[Data shown — start]
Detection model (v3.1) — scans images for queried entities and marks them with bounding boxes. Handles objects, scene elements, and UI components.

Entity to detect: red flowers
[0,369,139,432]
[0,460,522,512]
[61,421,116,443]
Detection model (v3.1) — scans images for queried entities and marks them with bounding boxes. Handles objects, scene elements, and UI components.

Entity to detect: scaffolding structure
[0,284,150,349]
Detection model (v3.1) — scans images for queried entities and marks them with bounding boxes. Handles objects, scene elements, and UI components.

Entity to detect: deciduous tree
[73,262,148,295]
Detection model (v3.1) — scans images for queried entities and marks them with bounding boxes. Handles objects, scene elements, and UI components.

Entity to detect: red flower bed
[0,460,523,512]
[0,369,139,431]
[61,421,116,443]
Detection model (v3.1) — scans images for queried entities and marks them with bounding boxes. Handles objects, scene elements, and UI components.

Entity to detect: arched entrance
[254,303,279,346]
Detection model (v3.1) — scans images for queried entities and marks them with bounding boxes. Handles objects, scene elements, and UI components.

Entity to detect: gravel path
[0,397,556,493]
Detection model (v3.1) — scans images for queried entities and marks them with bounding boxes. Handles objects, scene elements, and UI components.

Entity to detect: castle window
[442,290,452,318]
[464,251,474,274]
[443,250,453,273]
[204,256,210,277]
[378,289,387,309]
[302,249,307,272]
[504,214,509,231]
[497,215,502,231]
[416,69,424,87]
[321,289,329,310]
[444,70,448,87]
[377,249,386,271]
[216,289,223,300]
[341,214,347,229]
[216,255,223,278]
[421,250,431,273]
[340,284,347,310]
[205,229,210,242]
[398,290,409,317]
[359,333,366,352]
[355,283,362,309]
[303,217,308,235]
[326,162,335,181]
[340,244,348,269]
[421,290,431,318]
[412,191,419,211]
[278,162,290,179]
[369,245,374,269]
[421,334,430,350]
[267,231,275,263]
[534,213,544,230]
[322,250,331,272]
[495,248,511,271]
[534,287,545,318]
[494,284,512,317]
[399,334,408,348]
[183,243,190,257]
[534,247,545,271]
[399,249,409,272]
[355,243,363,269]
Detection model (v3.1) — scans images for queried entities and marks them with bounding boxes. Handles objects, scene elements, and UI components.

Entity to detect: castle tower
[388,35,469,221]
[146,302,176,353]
[Data shown — finish]
#### Work instructions
A word-for-word copy of the data above is the goal, so set it all down again.

#### Task solution
Detection model (v3.1) — scans images for queried entities and marks them with bounding boxes. Handles objects, scene elements, and UI components.

Entity to detect: red flowers
[0,369,139,432]
[0,460,522,512]
[61,421,116,443]
Detection model (v3.1) — scans images for queried entities and marks them with bounding boxes. Handles objects, scene elements, and UI components.

Entity to detect: scaffolding structure
[0,284,150,349]
Detection model (v3.1) — scans images for queried entities and marks them with bounding boxes. Handles objects, scene elements, and UI components.

Entity to detect: deciduous tree
[73,262,148,295]
Detection model (v3.1) — scans images for queried entities and marks them with bounding boxes. Handles objects, scene elements, and UI components.

Entity to detect: red flower bed
[0,460,523,512]
[0,369,139,431]
[61,421,116,443]
Detection model (v3.1) — scans images for queried entities and marks them with bounding boxes. Handles objects, scene elements, and UI components.

Entity to detect: arched entrance
[254,303,279,346]
Detection model (v3.1) — scans images for queried entities and marks them with bounding boxes. Handles objects, scene elements, and UI components.

Entity to detect: gravel path
[0,397,556,493]
Detection model (v3.1) — scans images for queried entities and marks them with bounding boxes. Handles objects, scene elements, and UI components.

Entity to detect: castle window
[442,290,452,318]
[464,251,474,274]
[443,250,453,273]
[204,256,210,277]
[378,289,387,309]
[302,249,307,272]
[504,214,509,231]
[497,215,502,231]
[416,69,424,87]
[321,289,329,310]
[444,70,448,87]
[377,249,386,271]
[216,289,223,300]
[341,214,347,229]
[216,255,223,278]
[421,250,431,273]
[340,284,347,310]
[205,229,210,242]
[398,290,409,317]
[359,333,366,352]
[355,283,362,309]
[303,217,308,235]
[326,162,335,181]
[340,244,348,269]
[421,290,431,318]
[412,191,419,211]
[278,162,290,179]
[369,245,374,269]
[421,334,430,350]
[267,231,275,263]
[534,213,544,230]
[322,250,331,272]
[495,248,511,271]
[534,287,545,318]
[494,284,512,317]
[399,334,408,348]
[183,243,190,257]
[534,247,545,271]
[399,249,409,272]
[355,243,363,269]
Detection model (v3.1) — scans images for queried entities and marks them with bounding boxes. Handles objects, scene elements, and UI components.

Entity to detect: castle tower
[388,35,469,221]
[146,302,176,353]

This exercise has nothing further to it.